◆ What the exercise asks: Starting at the line that holds "Exercise. Pick out the wispy", copy every line exactly through the end of the data, and no others.

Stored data
===============

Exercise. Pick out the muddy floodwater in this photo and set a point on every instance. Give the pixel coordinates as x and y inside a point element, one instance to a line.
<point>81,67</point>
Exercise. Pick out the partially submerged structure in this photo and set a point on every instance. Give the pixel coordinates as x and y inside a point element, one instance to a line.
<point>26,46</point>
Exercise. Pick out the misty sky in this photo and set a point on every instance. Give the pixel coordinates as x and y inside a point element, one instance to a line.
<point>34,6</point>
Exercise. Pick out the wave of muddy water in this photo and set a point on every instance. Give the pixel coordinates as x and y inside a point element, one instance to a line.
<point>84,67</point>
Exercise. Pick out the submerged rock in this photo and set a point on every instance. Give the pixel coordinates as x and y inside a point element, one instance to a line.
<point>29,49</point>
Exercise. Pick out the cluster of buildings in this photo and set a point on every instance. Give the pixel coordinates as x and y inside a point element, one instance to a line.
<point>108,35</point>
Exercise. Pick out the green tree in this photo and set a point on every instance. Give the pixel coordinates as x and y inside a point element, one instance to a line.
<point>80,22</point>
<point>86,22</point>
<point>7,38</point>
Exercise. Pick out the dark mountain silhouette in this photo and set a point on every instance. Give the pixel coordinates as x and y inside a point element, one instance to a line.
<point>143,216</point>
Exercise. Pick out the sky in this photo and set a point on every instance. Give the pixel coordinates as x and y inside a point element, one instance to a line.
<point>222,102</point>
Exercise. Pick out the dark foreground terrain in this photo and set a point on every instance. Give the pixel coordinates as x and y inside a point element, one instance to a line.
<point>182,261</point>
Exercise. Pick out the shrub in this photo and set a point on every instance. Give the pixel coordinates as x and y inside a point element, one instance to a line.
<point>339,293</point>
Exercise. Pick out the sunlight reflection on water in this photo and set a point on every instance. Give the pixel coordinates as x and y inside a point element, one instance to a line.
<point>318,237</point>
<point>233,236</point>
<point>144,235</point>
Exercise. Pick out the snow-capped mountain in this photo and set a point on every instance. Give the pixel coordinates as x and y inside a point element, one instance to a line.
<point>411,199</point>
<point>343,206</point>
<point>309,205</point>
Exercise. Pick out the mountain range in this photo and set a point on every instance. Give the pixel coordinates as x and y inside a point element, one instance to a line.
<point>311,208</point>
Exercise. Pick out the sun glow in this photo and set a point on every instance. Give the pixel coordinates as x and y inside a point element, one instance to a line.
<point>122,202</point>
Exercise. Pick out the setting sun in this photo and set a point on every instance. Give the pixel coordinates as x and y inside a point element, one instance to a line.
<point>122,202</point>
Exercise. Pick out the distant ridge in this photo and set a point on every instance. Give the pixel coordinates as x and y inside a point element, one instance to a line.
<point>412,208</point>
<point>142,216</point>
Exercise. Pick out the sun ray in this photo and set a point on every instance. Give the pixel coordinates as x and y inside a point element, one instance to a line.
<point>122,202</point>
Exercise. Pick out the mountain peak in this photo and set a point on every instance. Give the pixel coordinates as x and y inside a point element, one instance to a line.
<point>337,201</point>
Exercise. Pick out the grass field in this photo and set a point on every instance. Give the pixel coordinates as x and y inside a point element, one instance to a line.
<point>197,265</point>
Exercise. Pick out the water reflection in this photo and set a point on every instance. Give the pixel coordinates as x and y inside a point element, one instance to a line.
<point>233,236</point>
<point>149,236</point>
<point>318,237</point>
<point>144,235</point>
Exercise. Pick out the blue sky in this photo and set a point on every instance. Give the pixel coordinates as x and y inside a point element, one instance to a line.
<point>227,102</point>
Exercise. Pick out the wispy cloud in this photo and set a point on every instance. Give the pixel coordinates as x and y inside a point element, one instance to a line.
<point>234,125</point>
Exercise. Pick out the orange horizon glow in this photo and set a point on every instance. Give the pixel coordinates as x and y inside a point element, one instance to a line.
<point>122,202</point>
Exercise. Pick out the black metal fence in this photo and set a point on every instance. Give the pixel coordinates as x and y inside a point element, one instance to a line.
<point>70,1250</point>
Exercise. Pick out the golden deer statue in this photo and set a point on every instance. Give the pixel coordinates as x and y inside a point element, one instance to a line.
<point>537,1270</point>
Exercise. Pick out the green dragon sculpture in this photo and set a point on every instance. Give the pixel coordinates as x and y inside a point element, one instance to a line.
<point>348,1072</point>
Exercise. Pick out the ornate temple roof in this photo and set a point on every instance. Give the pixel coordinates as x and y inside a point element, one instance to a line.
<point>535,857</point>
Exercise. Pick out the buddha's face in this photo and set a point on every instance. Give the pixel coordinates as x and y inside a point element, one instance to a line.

===============

◆ Task solution:
Exercise. Pick out the wispy cloud in this photo and set a point on every instance. Give the pixel coordinates as x and y inside a point element, one instance to a line.
<point>234,125</point>
Exercise. Pick out the orange horizon glow in this photo and set a point on every instance. Give the pixel coordinates as x and y inside a point element, one instance to a line.
<point>122,202</point>
Exercise. Pick out the black metal fence in this photo and set a point on every instance. Give the pixel coordinates as x and y inside a point element, one instance to a line.
<point>70,1250</point>
Exercise. Pick out the golden deer statue in this photo and set a point on every instance. Give the pixel coordinates as x and y inside a point element, one instance to a line.
<point>537,1270</point>
Exercise. Pick out the green dragon sculpture in this photo and set a point on every instance. Give the pixel coordinates as x and y inside a point element, one instance to a line.
<point>348,1072</point>
Exercise. Pick out the ornate temple roof in this photo and set a point on every instance. Give the pixel coordinates as x and y inside a point element, one instance to a line.
<point>535,857</point>
Exercise. Pick out the buddha's face in this photo and set a point on every instance. Give the pixel coordinates as x and y inside a point element, one instance to a line.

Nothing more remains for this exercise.